## Useful libraries

In [273]:
import pandas as pd 
import numpy as np
import datetime 
from datetime import datetime as dt
import yfinance as yf
import warnings

## Downloading data

We only have to download data regarding daily prices of the choesen set of stocks since data about the S&P500 is easily available on FactSet

In [207]:
url = 'https://en.wikipedia.org/wiki/List_of_S%26P_500_companies'
# read in the url and scrape ticker data
data_table = pd.read_html(url)

In [208]:
tickers_in_SP500 = data_table[0]['Symbol'].tolist() #these are all SP500 tickers at the date of execution

Now we want to remove any ticker that got in or out in the S&P500; that is we want to keep only all those tickers that were present trhoughout the whole timeframe considered. So we have to create a list of tickers that got in/out of the index in said period

In [209]:
data_to_remove=data_table[1]
ticker_add_list = data_to_remove['Added']['Ticker']
ticker_rem_list = data_to_remove['Removed']['Ticker']
datalist = data_to_remove['Date']['Date']

Now we can define an useful function to convert our dates in datetime-like values

In [210]:
def convert(date_time): 
    format = '%B %d %Y'
    datetime_str = datetime.datetime.strptime(date_time, format) 
  
    return datetime_str

In [211]:
tickers_to_remove_frame=pd.DataFrame({'datalist': datalist, 
                                      'ticker_add_list': ticker_add_list, 
                                      'ticker_rem_list': ticker_rem_list})

And now we have to take care of commas in dates and convert:

In [212]:
tickers_to_remove_frame['datalist']=tickers_to_remove_frame['datalist'].str.replace(',', '').apply(convert)

Now we only want to keep track of unique tickers from 01-06-2017 onwards; moreover we are interested in just the ticker values

In [213]:
start_date = dt(2017, 6, 1)
end_date = dt(2024, 7, 2)

In [214]:
to_remove=set(list(tickers_to_remove_frame
                   [tickers_to_remove_frame['datalist']>=start_date]['ticker_add_list'])
              +list(tickers_to_remove_frame
                    [tickers_to_remove_frame['datalist']>=start_date]['ticker_rem_list']))

In [215]:
stable_tickers=set(tickers_in_SP500).difference(to_remove)

In [216]:
len(stable_tickers)

391

Now we know we have 391 publicly traded companies that were in the S&P500 and stayed in the S&P500 during our timeframe (1st June 2017-> 1st July 2024), but we should convert the set into a list since it's more useful (and we also take care of some typos in tickers' values, such as the fact that yfinance accepts "-" but not ".")

In [217]:
stable_ticker_list=list(stable_tickers)
stable_ticker_list.sort()
for i in range(len(stable_ticker_list)):
    stable_ticker_list[i]=stable_ticker_list[i].replace('.', '-')

Now we proceed to finally download data from yahoo finance. Yahoo finance is good enough since we are only interested in price data and nothing else (and its precision is sufficient for this)

- _Rows_:
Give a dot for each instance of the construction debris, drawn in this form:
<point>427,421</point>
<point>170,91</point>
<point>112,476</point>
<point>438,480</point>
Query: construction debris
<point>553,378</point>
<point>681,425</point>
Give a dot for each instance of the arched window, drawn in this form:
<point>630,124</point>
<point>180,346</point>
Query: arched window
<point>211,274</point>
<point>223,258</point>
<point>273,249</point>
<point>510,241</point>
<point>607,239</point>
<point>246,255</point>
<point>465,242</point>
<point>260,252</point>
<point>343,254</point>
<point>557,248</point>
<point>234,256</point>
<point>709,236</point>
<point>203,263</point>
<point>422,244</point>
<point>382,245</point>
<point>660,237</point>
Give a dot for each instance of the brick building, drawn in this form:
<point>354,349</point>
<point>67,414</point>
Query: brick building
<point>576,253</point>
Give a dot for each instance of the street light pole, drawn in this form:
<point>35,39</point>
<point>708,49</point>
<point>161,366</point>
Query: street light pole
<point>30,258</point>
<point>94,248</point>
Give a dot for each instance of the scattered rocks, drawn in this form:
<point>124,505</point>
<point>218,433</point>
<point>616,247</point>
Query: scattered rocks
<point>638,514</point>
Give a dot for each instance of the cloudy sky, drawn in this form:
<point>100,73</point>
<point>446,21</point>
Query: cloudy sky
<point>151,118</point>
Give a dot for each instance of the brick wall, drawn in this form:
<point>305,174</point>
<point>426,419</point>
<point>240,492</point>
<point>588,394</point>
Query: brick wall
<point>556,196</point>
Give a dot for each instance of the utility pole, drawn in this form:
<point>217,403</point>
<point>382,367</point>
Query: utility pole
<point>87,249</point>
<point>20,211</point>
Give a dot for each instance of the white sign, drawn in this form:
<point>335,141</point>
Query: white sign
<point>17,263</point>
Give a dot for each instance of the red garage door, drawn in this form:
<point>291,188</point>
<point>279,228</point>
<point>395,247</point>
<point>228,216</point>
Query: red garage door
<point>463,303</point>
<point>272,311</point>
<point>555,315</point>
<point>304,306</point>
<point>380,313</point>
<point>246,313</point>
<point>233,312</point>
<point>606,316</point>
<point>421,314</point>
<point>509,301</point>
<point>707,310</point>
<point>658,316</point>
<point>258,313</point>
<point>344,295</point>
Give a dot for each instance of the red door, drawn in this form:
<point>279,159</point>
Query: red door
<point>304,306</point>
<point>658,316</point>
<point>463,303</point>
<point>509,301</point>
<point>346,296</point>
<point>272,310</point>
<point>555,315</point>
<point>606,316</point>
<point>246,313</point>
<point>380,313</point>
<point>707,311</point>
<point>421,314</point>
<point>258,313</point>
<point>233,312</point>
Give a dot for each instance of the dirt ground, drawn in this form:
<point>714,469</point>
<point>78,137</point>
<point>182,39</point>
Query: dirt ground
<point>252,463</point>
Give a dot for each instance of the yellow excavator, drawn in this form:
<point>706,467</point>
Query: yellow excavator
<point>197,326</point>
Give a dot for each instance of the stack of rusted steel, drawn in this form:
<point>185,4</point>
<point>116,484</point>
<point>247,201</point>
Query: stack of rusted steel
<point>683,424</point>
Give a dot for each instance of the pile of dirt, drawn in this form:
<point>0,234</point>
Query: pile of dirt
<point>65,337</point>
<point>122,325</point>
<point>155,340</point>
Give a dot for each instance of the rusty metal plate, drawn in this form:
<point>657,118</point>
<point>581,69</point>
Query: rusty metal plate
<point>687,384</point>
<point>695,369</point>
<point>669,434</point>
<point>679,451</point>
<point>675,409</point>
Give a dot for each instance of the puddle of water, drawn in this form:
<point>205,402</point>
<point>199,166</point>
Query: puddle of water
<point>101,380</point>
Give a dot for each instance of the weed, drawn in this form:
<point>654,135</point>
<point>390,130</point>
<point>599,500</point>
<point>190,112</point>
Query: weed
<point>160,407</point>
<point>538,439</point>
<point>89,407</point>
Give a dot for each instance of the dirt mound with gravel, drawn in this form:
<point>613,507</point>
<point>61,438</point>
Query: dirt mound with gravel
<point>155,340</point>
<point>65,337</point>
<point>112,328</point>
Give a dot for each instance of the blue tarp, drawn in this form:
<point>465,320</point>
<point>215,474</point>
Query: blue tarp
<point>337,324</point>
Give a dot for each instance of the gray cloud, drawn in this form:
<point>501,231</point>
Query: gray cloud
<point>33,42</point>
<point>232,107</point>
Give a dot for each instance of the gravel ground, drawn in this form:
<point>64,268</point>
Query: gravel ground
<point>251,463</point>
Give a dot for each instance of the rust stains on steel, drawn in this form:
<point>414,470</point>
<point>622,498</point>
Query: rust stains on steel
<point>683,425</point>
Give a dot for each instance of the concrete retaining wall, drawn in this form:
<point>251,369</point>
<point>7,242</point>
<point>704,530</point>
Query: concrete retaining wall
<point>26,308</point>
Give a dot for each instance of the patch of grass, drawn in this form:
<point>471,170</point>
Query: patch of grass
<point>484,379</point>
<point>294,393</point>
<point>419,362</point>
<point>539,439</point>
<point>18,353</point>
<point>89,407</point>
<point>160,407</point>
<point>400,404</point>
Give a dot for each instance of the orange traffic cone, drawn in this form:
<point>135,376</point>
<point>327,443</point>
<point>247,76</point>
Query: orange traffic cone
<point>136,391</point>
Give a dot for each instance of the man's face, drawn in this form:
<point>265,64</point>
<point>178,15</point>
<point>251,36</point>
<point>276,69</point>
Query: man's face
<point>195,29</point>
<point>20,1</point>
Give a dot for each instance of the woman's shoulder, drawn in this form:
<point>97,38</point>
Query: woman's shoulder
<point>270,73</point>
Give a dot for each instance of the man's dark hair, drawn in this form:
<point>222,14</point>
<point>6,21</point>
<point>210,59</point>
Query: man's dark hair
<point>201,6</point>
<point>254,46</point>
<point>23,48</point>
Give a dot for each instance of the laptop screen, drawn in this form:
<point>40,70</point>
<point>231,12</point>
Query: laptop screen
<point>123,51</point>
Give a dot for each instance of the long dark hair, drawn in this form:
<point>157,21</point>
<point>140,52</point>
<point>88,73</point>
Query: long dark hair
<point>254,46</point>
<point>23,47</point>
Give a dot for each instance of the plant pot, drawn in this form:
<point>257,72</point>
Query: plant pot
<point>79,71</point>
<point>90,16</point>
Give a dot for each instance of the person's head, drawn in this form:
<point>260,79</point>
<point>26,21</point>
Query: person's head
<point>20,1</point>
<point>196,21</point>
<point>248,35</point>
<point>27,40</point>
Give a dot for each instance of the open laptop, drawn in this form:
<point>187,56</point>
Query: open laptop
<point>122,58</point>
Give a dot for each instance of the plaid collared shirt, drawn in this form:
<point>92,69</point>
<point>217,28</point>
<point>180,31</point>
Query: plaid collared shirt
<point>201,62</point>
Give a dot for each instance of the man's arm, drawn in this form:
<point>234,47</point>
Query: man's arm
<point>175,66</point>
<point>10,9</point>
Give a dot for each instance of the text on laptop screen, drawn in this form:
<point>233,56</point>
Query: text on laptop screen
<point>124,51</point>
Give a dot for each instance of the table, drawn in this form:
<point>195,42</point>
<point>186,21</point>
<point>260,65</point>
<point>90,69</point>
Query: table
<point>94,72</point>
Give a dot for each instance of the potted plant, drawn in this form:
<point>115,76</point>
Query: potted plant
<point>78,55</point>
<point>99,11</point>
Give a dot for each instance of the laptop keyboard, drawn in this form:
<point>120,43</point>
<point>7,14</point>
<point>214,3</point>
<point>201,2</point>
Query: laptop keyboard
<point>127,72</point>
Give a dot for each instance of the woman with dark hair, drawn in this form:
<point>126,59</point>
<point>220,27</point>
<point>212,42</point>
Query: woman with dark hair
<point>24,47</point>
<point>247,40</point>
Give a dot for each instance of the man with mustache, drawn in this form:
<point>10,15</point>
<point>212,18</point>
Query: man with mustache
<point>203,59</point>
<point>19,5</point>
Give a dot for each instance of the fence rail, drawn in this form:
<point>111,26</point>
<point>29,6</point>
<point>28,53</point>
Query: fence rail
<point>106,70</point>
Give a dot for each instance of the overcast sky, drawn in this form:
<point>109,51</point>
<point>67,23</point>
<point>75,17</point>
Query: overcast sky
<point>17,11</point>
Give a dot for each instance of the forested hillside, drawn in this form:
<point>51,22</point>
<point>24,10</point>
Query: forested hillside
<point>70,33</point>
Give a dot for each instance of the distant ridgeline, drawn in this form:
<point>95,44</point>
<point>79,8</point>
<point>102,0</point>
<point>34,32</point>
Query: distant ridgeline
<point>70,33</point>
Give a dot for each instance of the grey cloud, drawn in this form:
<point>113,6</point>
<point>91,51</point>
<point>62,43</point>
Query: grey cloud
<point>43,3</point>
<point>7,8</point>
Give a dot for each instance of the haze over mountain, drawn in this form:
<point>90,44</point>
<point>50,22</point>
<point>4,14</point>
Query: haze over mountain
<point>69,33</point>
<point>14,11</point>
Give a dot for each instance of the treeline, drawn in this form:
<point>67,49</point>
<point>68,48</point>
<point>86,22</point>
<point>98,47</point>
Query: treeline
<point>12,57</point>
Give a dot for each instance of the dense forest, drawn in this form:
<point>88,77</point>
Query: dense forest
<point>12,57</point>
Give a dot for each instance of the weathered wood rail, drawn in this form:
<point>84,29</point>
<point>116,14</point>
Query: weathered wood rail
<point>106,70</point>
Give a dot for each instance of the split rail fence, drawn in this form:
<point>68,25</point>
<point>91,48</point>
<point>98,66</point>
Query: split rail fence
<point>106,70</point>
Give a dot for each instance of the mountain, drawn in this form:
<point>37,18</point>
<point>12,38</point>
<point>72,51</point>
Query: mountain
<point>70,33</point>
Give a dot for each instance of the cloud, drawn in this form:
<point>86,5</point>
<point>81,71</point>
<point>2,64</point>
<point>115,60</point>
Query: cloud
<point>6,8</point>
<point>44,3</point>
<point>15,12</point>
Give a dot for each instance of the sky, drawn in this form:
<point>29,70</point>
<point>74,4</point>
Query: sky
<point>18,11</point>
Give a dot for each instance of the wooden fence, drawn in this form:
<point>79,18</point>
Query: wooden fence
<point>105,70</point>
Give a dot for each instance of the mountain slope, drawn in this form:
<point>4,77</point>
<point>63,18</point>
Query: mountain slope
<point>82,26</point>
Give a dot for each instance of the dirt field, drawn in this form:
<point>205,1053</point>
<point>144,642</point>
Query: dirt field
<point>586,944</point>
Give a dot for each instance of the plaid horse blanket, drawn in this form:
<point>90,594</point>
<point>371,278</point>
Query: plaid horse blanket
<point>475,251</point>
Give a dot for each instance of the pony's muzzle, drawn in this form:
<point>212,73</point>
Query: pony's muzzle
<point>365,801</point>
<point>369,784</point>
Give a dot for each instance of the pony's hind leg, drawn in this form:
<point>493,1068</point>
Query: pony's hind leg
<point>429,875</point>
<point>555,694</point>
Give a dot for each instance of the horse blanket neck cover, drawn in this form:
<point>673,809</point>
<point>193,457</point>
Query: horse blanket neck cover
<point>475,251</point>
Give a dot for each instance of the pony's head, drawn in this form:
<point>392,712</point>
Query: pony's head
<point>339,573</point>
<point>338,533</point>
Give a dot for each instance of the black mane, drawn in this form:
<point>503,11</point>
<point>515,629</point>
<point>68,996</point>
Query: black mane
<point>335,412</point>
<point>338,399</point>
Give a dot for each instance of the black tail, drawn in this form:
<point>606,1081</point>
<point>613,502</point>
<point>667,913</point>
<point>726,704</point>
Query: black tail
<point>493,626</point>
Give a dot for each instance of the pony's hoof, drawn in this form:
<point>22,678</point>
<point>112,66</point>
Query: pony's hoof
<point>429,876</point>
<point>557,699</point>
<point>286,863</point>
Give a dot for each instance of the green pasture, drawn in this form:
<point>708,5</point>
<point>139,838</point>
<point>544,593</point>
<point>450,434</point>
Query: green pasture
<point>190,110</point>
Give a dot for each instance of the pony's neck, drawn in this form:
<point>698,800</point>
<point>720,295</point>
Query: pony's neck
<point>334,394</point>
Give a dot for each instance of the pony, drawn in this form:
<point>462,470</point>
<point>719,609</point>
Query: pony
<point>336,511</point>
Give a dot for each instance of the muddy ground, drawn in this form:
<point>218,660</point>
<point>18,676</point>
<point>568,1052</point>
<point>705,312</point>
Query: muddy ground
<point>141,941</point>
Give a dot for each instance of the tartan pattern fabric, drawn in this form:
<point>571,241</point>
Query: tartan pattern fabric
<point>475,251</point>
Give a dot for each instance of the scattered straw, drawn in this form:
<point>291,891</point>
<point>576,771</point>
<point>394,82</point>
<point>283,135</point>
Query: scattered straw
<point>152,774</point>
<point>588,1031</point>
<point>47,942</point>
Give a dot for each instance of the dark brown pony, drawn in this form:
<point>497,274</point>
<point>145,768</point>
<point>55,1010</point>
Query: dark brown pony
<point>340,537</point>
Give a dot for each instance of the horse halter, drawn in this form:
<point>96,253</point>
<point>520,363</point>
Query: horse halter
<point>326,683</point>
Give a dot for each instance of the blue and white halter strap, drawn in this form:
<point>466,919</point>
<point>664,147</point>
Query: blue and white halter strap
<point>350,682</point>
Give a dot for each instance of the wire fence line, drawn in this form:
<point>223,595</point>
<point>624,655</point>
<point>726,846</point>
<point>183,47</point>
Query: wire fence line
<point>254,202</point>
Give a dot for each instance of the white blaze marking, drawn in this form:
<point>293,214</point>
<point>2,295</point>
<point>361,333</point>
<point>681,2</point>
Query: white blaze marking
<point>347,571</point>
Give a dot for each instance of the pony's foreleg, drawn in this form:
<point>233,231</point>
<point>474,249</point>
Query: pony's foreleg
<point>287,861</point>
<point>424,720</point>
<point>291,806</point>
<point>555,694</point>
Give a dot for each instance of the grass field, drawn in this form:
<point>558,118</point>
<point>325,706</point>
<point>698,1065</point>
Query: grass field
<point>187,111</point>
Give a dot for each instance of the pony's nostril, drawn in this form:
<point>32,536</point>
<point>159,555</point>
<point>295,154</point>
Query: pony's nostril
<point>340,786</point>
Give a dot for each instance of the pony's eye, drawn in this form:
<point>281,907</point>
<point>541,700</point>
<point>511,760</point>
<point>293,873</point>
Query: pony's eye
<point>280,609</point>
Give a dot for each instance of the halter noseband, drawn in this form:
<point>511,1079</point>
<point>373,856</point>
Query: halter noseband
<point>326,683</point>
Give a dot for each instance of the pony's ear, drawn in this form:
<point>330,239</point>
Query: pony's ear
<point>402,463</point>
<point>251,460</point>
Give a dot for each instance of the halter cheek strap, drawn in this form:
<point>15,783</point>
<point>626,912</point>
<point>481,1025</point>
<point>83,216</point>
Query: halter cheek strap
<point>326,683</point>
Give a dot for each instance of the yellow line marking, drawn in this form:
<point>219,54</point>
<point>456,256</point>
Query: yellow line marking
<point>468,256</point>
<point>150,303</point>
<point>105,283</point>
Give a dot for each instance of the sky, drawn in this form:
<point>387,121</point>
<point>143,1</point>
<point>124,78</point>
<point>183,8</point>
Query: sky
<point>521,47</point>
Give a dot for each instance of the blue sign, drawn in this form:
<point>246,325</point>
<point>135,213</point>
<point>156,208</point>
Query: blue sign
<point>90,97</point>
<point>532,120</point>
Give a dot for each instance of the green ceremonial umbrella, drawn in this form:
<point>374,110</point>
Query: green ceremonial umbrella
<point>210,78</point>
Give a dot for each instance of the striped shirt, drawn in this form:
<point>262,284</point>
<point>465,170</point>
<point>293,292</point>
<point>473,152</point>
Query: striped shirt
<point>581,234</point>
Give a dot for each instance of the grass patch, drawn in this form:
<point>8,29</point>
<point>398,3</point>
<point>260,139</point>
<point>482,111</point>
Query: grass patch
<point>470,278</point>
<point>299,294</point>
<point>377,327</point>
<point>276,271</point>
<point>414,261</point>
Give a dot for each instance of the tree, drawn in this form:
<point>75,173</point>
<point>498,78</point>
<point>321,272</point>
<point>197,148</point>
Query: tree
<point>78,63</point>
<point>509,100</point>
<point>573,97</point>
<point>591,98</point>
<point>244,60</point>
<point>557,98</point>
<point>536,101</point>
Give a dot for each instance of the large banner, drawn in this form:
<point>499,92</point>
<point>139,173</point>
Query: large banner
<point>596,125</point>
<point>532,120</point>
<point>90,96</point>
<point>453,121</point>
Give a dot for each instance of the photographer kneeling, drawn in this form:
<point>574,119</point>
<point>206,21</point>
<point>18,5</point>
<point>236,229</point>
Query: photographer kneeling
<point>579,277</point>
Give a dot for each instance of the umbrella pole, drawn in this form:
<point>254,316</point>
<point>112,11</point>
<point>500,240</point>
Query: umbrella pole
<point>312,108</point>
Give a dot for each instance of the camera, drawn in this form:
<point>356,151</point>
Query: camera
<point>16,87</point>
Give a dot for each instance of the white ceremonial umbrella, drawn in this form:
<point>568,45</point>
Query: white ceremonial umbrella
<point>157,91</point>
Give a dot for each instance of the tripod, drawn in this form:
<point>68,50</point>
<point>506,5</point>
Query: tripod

- _Exercise instructions_:
[A] Reproduce word for word the passage of the S&P 500 notebook from "Now we know" up to and including "stable_ticker_list=list(stable_tickers)".
[B] Render as a numbered list the lines of the entries from the line with "Give a dot for each instance of the scattered straw, drawn" up to and including the line with "<point>254,202</point>", skipping any blank lines.
The entries are unrelated to the S&P 500 notebook.

- _Exercise solutions_:
[A]
Now we know we have 391 publicly traded companies that were in the S&P500 and stayed in the S&P500 during our timeframe (1st June 2017-> 1st July 2024), but we should convert the set into a list since it's more useful (and we also take care of some typos in tickers' values, such as the fact that yfinance accepts "-" but not ".")

In [217]:
stable_ticker_list=list(stable_tickers)

[B]
1. Give a dot for each instance of the scattered straw, drawn in this form:
2. <point>291,891</point>
3. <point>576,771</point>
4. <point>394,82</point>
5. <point>283,135</point>
6. Query: scattered straw
7. <point>152,774</point>
8. <point>588,1031</point>
9. <point>47,942</point>
10. Give a dot for each instance of the dark brown pony, drawn in this form:
11. <point>497,274</point>
12. <point>145,768</point>
13. <point>55,1010</point>
14. Query: dark brown pony
15. <point>340,537</point>
16. Give a dot for each instance of the horse halter, drawn in this form:
17. <point>96,253</point>
18. <point>520,363</point>
19. Query: horse halter
20. <point>326,683</point>
21. Give a dot for each instance of the blue and white halter strap, drawn in this form:
22. <point>466,919</point>
23. <point>664,147</point>
24. Query: blue and white halter strap
25. <point>350,682</point>
26. Give a dot for each instance of the wire fence line, drawn in this form:
27. <point>223,595</point>
28. <point>624,655</point>
29. <point>726,846</point>
30. <point>183,47</point>
31. Query: wire fence line
32. <point>254,202</point>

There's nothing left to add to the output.